▸ Stated exercise
Update the passage on prompt chaining between "Think of it" and "translation + editing pipelines.", inclusive, so that "workshop" takes the place of "factory".

▸ Text passage

____

Why Single Prompts Fail on Complex Work
A single prompt works well for self-contained tasks: summarise this, translate that, fix this bug. It starts to fail when the task has multiple distinct sub-tasks that each require a different mindset.
Here is a real example of a task that looks doable in a single prompt but usually produces poor results:
PROMPT: "Research the competitive landscape for project management software, identify our three biggest differentiators, write a 500-word executive summary for investors, and then create a 10-slide presentation outline." RESULT: The AI does all four things — but none well. The research is surface-level, the differentiators are generic, the executive summary is padded, and the presentation outline doesn't connect to the earlier analysis. The model is trying to do four cognitively distinct jobs in sequence, with no time to think carefully about any one of them.
What Prompt Chaining Is
Prompt chaining means breaking a complex task into a sequence of smaller prompts, where the output of each step becomes the input to the next. The AI does one job at a time, does it well, and hands the result forward.
Think of it like a production line. A factory does not ask one worker to design, manufacture, assemble, and quality-check a product. Each station does one thing well. The output of station one feeds station two. Prompt chains work the same way.
The 3 Patterns
1. Sequential Chain
Each step feeds into the next in a straight line. The most common pattern.
[Prompt 1] → [Output 1]
↓
[Prompt 2 + Output 1] → [Output 2]
↓
[Prompt 3 + Output 2] → [Final Output]Best for: writing workflows, report generation, multi-stage code generation, translation + editing pipelines.
2. Branching Chain
One input generates multiple parallel outputs that are then merged or compared. Use this when you want the AI to consider several approaches before committing to one.
[Prompt 1: Generate options]
↓
┌────────────────┼────────────────┐
↓ ↓ ↓
[Option A] [Option B] [Option C]
└────────────────┼────────────────┘
↓
[Prompt 2: Evaluate & select best]
↓
[Prompt 3: Develop selected option]Best for: ideation (generate 5 taglines, pick the best), architecture decisions (generate 3 approaches, compare tradeoffs), A/B content generation.
3. Feedback Loop
The output is evaluated and fed back into the same step until quality criteria are met. This is how you get self-improving outputs.

____

(Rows from a pointing dataset)
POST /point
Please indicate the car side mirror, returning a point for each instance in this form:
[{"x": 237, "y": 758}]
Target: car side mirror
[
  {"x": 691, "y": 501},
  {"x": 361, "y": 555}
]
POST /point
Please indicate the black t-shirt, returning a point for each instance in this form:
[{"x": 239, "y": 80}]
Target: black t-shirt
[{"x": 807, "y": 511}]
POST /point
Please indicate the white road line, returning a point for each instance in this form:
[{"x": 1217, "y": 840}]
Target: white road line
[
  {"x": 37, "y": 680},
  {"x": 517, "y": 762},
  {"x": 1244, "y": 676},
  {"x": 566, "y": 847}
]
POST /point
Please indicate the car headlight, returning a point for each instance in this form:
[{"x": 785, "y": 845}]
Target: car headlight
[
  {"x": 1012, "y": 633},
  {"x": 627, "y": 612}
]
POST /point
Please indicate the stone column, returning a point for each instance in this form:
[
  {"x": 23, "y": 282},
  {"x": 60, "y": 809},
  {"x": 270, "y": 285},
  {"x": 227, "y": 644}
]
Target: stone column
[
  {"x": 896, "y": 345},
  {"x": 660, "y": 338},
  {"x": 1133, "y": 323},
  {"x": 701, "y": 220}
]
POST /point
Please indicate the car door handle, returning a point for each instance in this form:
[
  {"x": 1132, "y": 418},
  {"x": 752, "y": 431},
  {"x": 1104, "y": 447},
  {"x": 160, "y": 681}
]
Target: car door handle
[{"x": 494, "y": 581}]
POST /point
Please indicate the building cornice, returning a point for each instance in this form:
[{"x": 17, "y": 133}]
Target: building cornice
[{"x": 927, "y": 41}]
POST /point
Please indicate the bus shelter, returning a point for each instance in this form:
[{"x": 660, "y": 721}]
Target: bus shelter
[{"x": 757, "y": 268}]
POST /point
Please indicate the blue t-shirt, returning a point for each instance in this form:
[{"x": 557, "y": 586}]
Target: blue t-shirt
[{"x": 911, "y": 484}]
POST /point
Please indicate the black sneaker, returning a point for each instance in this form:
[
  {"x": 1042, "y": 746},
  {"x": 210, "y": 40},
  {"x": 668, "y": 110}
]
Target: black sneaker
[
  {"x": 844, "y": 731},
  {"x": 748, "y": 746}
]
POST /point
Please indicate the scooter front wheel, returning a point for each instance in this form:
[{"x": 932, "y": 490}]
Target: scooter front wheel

____

▸ Full solution
Think of it like a production line. A workshop does not ask one worker to design, manufacture, assemble, and quality-check a product. Each station does one thing well. The output of station one feeds station two. Prompt chains work the same way.
The 3 Patterns
1. Sequential Chain
Each step feeds into the next in a straight line. The most common pattern.
[Prompt 1] → [Output 1]
↓
[Prompt 2 + Output 1] → [Output 2]
↓
[Prompt 3 + Output 2] → [Final Output]Best for: writing workflows, report generation, multi-stage code generation, translation + editing pipelines.